> [Your instructions] Type out all the records again exactly.

> [Dataset]
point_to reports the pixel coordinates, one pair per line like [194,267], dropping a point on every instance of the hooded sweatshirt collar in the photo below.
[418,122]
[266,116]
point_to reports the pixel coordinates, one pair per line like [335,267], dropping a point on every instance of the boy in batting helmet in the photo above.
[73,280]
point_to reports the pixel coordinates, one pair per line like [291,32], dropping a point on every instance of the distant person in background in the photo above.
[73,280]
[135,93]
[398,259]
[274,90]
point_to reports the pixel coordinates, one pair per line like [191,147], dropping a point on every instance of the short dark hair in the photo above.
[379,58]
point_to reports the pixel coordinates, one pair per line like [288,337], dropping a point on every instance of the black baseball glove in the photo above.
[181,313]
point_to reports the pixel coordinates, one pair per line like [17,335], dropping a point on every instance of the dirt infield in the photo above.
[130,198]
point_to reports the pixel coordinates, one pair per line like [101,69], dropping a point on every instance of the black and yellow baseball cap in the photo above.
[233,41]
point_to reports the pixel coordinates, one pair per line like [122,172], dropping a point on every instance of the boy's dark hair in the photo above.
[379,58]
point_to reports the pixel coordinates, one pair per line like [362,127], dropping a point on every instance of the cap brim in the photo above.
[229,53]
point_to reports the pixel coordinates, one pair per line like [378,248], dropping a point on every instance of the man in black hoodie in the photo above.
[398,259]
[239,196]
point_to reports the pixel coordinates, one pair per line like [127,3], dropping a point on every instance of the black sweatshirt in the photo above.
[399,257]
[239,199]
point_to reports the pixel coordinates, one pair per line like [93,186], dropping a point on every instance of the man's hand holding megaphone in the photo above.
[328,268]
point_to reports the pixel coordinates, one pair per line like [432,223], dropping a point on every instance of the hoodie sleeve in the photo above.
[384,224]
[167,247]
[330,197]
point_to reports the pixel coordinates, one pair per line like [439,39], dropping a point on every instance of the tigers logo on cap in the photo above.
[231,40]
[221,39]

> [Exercise answer]
point_to reports the pixel coordinates, one pair per line like [194,267], dropping a point on every instance of the hooded sweatshirt collar in the photo below.
[418,122]
[266,116]
point_to reports the pixel coordinates, one pair per line like [335,267], dropping a point on every instance of the boy in batting helmet in the photo above.
[73,280]
point_to reports the pixel coordinates, one pair per line like [291,32], dropping a point on every instance of the distant person in background in the photo above.
[73,280]
[135,93]
[398,259]
[274,90]
point_to reports the pixel coordinates, one pair per line like [191,147], dropping a point on every instance of the short dark hair in the photo above.
[379,58]
point_to reports the pixel coordinates, one pair per line like [288,337], dropping a point on every instance of the black baseball glove in the photo above.
[181,313]
point_to reports the pixel coordinates, one pair per line like [17,335], dropping a point on every instance of the dirt infield in the photo above.
[130,198]
point_to reports the pixel coordinates, one pair per line like [101,69], dropping a point on every instance of the black and yellow baseball cap in the photo above.
[233,41]
point_to reports the pixel coordinates, one pair per line like [122,172], dropping a point on every instance of the boy's dark hair in the photo above.
[379,58]
point_to reports the pixel coordinates, one pair per line like [362,127], dropping a point on every instance of the cap brim in the photo above.
[229,53]
point_to reports the pixel coordinates, one pair per line like [378,248], dropping a point on every instance of the man in black hoodie in the photo above.
[398,259]
[239,196]
point_to reports the pixel coordinates, one pair per line like [127,3], dropping a point on every instance of the black sweatshirt in the photo above.
[399,257]
[239,199]
point_to reports the pixel coordinates, one pair per line like [93,186], dropping a point on every instance of the man's hand holding megaphone in the photo above.
[328,268]
point_to reports the pixel coordinates, one pair per line like [432,223], dropping a point on every instance of the hoodie sleeve in the photo above.
[384,224]
[167,247]
[330,197]
point_to reports the pixel coordinates, one pair per line like [439,39], dropping a point on every instance of the tigers logo on cap in the photo above.
[231,40]
[221,39]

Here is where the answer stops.